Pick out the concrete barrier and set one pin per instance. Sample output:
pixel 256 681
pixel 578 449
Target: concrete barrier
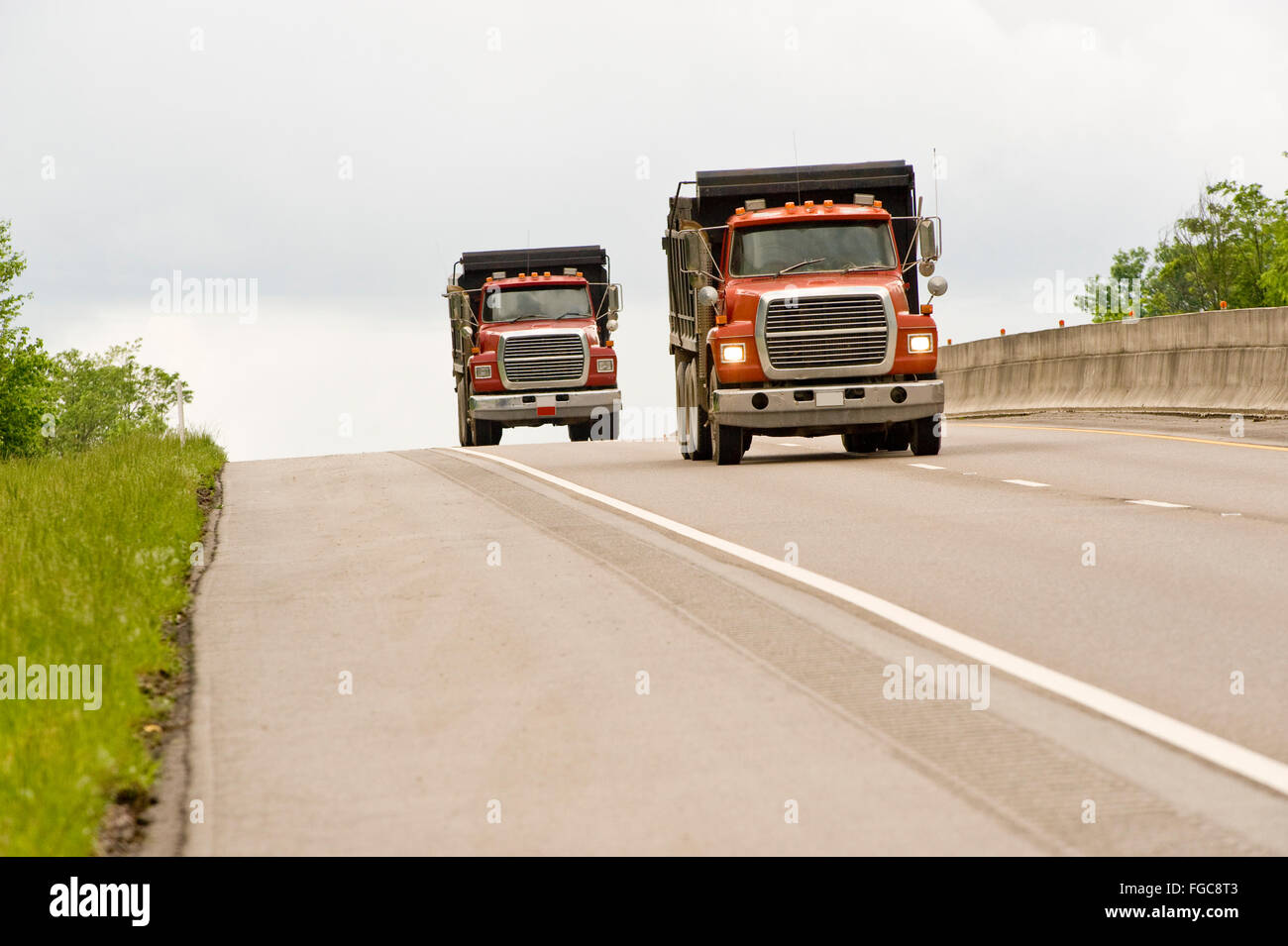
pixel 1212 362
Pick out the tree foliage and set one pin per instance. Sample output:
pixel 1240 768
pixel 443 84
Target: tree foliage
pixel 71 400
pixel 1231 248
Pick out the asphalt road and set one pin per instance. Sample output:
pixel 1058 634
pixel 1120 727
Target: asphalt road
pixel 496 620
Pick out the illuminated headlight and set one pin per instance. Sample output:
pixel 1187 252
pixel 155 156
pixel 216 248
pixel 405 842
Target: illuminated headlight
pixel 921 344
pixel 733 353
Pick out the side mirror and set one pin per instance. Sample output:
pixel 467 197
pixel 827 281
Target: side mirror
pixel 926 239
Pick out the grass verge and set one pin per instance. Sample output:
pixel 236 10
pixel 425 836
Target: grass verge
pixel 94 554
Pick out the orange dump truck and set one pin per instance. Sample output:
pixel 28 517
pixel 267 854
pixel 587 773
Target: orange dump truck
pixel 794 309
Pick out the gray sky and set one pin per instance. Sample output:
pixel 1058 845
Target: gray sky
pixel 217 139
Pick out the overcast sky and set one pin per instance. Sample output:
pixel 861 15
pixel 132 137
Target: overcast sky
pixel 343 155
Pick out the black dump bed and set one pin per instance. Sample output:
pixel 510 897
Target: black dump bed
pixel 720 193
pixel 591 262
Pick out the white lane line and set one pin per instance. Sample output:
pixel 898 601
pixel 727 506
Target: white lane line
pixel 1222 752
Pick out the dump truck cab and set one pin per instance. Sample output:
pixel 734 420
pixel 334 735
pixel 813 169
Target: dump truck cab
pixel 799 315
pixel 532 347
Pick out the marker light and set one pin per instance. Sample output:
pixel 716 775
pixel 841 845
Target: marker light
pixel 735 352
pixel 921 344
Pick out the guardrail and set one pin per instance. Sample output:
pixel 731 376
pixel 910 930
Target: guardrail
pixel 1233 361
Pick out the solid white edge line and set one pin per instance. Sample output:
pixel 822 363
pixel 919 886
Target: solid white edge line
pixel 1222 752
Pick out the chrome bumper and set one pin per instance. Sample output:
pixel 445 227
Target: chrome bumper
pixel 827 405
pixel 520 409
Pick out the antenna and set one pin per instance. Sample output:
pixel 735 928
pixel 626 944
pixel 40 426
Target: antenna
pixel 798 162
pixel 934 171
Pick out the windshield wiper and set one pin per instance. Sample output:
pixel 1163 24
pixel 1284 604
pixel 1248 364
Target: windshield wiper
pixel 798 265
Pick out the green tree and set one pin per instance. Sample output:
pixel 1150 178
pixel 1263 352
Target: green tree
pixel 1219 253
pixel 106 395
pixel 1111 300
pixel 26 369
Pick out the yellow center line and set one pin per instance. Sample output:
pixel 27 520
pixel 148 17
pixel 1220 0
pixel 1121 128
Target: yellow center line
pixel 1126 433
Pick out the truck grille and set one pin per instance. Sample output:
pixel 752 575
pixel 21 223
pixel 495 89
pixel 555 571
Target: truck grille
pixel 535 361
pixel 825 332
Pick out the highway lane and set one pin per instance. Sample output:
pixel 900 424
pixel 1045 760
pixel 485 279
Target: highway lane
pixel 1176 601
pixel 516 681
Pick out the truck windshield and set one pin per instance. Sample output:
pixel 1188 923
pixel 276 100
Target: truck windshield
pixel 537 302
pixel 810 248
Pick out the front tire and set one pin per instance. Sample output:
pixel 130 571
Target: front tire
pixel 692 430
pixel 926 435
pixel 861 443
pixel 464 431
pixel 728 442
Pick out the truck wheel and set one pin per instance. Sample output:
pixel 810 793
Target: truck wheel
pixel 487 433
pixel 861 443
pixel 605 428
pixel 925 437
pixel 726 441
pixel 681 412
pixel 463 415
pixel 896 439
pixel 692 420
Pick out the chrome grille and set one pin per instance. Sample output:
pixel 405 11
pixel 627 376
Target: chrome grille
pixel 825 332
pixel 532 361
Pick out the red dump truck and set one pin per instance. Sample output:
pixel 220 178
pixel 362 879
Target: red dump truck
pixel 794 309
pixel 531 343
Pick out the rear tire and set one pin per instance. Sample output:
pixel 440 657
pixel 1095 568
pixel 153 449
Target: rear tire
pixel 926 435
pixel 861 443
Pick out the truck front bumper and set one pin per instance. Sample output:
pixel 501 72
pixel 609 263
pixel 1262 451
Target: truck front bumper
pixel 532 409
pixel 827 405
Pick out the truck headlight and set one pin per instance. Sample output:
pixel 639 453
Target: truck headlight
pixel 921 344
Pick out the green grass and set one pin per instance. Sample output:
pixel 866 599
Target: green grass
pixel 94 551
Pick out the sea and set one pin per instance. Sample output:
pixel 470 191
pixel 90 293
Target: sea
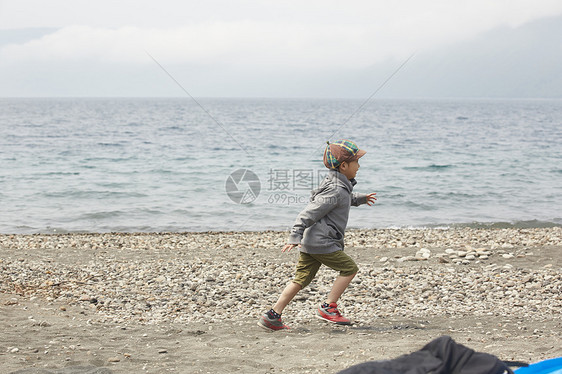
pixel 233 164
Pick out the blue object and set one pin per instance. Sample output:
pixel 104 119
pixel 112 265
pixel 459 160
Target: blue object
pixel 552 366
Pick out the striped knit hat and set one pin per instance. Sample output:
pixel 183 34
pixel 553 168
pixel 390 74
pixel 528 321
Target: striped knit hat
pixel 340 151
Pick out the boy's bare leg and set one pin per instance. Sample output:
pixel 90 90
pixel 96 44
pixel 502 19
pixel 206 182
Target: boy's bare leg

============

WRITTEN PROBLEM —
Update the lines from the one with "Pick out the tree" up to and including the one with "pixel 591 262" by replacing "Sample output" with "Reference output", changing nothing else.

RESULT —
Pick out the tree foliage and set one pin per instance. Reference output:
pixel 1240 768
pixel 443 84
Target: tree foliage
pixel 71 400
pixel 1231 248
Pick out the asphalt road and set one pin per instance. Reference output:
pixel 1058 634
pixel 1120 727
Target: asphalt road
pixel 496 620
Pick out the illuminated headlight and set one pin per instance. Reference output:
pixel 1187 252
pixel 155 156
pixel 216 248
pixel 405 842
Target: illuminated headlight
pixel 921 344
pixel 733 353
Pick out the side mirror and set one pin per instance. Reference output:
pixel 467 197
pixel 827 281
Target: side mirror
pixel 926 239
Pick out the grass verge and set one pin per instance. Reference output:
pixel 236 10
pixel 425 836
Target: grass verge
pixel 94 554
Pick out the orange dump truck and set one pin per instance. Reference output:
pixel 28 517
pixel 267 854
pixel 587 773
Target: orange dump truck
pixel 794 309
Pick out the gray sky and set one pin per instance. Reference output:
pixel 1058 845
Target: gray sky
pixel 217 139
Pick out the overcast sky and set one pin per instance. Reference output:
pixel 861 15
pixel 132 137
Target: overcast sky
pixel 343 155
Pick out the black dump bed and set one pin per instance. Reference output:
pixel 510 897
Target: black dump bed
pixel 720 193
pixel 591 262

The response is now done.